◆ **WHAT THIS TASK INVOLVES**
Can you write out the records below again, swapping every "one per line" for "one on each line" and leaving everything else unchanged?

* BEGIN *

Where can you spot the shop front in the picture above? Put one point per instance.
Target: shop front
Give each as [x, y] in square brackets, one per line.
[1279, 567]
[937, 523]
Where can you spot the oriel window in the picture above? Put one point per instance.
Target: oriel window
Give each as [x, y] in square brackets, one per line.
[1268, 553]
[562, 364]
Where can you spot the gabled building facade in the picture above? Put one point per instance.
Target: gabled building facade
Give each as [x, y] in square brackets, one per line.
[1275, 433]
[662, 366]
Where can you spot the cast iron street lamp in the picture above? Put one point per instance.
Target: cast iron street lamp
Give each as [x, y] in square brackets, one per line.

* END *

◆ **FULL OUTPUT**
Where can you spot the shop front in the picture above? Put one point per instance.
Target: shop front
Give each as [x, y] in square brackets, one on each line.
[1279, 567]
[937, 523]
Where can you spot the oriel window in the picture above? Put one point per instance.
Target: oriel window
Give each as [x, y] in square brackets, one on each line.
[1268, 553]
[562, 364]
Where can you spot the gabled building facade in the picture above? Put one point per instance.
Target: gabled building facade
Give each as [x, y] in square brackets, one on each line.
[1275, 433]
[662, 366]
Where can you spot the cast iron street lamp in the picture above? Put one point per instance.
Target: cast iron street lamp
Give each as [x, y] in square brackets, one on each line.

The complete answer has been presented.